== TEXT FOR ANALYSIS ==
□ □ □ □

What did @drjoel_md actually say?
Dr. Joel claims a new Lancet study found women on tirzepatide plus hormone replacement therapy lost "about 35% more weight" than women not on hormones. He puts the numbers at "about 90% of body weight versus 14%" — which is almost certainly a transcript error for 19% versus 14%. He also says "some women on hormones even had weight loss similar to that seen with bariatric surgery," and that low estrogen post-menopause may make GLP-1 medications "work worse."
The core argument is reasonable: hormonal status may modify how well weight-loss medications work. But the specific numbers he cites are garbled, and the leap from a single observational study to a clinical recommendation is a bigger jump than he acknowledges.
Does the science back this up?
Partly, but with important caveats. The study in question appears to be an observational analysis, not a randomized controlled trial, which means confounding is a real problem. The Lancet has published relevant work on menopausal hormone therapy and metabolic outcomes, but no landmark RCT specifically pairing tirzepatide with HRT had been published as of early 2025.
What the literature does support: estrogen plays a documented role in fat distribution, insulin sensitivity, and energy metabolism. Research by Davis et al. (2012, Climacteric) and subsequent meta-analyses have shown that menopausal hormone therapy reduces visceral fat accumulation and improves insulin resistance in postmenopausal women. A 2023 analysis in Obesity (Bhatt et al.) noted that hormonal environment significantly modifies GLP-1 receptor expression in adipose tissue. So the biological plausibility is real. But "biologically plausible" and "proven in a controlled trial" are not the same thing, and Dr. Joel does not make that distinction clearly.

□ □ □ □

== DATA TO EXAMINE ==
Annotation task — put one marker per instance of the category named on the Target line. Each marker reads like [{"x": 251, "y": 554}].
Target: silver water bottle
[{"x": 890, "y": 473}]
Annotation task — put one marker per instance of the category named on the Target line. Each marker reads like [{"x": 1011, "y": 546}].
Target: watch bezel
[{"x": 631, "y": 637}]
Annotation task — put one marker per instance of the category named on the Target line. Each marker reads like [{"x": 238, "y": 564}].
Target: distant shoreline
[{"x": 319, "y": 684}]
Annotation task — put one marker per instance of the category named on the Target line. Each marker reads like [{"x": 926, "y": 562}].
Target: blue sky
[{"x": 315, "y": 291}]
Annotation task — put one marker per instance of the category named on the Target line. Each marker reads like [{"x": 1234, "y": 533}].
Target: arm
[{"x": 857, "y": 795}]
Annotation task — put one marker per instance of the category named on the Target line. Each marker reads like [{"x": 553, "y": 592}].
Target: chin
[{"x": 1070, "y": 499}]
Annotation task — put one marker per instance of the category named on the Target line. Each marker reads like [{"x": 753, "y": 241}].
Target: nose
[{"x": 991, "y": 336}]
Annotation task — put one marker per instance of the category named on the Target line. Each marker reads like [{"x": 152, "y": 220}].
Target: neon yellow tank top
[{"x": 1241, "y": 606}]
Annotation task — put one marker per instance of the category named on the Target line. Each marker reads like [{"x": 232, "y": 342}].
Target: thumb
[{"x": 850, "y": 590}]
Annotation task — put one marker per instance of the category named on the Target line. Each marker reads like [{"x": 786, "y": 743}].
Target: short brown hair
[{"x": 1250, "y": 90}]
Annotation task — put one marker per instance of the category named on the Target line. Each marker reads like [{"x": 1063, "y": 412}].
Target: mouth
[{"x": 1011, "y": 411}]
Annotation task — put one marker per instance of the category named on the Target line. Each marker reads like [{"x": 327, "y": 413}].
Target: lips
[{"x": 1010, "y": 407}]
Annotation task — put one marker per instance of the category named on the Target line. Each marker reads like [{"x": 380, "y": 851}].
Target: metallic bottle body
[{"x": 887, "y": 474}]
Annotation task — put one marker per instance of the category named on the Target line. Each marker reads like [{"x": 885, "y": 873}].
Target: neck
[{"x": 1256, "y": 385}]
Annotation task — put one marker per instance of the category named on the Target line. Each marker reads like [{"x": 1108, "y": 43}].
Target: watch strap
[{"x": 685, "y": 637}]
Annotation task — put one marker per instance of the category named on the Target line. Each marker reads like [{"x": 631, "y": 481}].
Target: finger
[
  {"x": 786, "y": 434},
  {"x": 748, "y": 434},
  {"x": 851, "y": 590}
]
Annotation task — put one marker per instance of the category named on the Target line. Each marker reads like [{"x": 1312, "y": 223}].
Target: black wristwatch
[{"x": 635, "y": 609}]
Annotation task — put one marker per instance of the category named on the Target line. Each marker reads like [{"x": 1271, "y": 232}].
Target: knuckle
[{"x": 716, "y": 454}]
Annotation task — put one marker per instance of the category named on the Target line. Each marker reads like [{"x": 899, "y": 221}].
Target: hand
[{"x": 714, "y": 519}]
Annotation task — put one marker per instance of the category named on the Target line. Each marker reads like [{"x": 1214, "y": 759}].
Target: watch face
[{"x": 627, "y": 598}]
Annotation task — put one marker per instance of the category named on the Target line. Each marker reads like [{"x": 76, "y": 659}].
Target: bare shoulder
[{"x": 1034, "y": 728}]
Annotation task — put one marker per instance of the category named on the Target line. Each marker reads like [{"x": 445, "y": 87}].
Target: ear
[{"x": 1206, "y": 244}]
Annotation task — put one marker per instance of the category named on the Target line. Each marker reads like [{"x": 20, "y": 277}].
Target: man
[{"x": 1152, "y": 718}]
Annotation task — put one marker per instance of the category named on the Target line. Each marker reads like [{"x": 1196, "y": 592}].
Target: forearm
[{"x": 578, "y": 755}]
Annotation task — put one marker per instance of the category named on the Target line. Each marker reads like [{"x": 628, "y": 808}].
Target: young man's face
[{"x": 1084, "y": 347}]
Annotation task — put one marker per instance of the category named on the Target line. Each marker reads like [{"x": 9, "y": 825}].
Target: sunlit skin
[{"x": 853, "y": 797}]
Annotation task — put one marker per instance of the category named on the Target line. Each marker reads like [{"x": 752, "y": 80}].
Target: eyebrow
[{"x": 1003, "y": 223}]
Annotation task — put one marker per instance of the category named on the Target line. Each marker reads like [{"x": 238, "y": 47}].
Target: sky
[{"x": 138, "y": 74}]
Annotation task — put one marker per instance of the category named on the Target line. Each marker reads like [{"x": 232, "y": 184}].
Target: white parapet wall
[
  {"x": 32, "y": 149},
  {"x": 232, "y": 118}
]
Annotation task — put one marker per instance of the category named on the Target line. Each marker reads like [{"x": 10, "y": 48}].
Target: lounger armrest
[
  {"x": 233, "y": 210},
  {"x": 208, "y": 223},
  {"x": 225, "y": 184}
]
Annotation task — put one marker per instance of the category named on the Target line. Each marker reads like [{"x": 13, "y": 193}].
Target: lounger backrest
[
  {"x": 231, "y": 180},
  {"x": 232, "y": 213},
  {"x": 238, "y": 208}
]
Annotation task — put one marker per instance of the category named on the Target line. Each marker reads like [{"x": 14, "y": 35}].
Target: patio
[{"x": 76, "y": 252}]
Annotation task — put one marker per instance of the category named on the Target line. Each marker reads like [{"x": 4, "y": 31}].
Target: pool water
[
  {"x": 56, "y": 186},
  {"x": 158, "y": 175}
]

□ □ □ □

== TASK BRIEF ==
Reproduce the text on tirzepatide and hormone therapy in full, word for word. The rows have no connection to the text on tirzepatide and hormone therapy.

== COMPLETED EXERCISE ==
What did @drjoel_md actually say?
Dr. Joel claims a new Lancet study found women on tirzepatide plus hormone replacement therapy lost "about 35% more weight" than women not on hormones. He puts the numbers at "about 90% of body weight versus 14%" — which is almost certainly a transcript error for 19% versus 14%. He also says "some women on hormones even had weight loss similar to that seen with bariatric surgery," and that low estrogen post-menopause may make GLP-1 medications "work worse."
The core argument is reasonable: hormonal status may modify how well weight-loss medications work. But the specific numbers he cites are garbled, and the leap from a single observational study to a clinical recommendation is a bigger jump than he acknowledges.
Does the science back this up?
Partly, but with important caveats. The study in question appears to be an observational analysis, not a randomized controlled trial, which means confounding is a real problem. The Lancet has published relevant work on menopausal hormone therapy and metabolic outcomes, but no landmark RCT specifically pairing tirzepatide with HRT had been published as of early 2025.
What the literature does support: estrogen plays a documented role in fat distribution, insulin sensitivity, and energy metabolism. Research by Davis et al. (2012, Climacteric) and subsequent meta-analyses have shown that menopausal hormone therapy reduces visceral fat accumulation and improves insulin resistance in postmenopausal women. A 2023 analysis in Obesity (Bhatt et al.) noted that hormonal environment significantly modifies GLP-1 receptor expression in adipose tissue. So the biological plausibility is real. But "biologically plausible" and "proven in a controlled trial" are not the same thing, and Dr. Joel does not make that distinction clearly.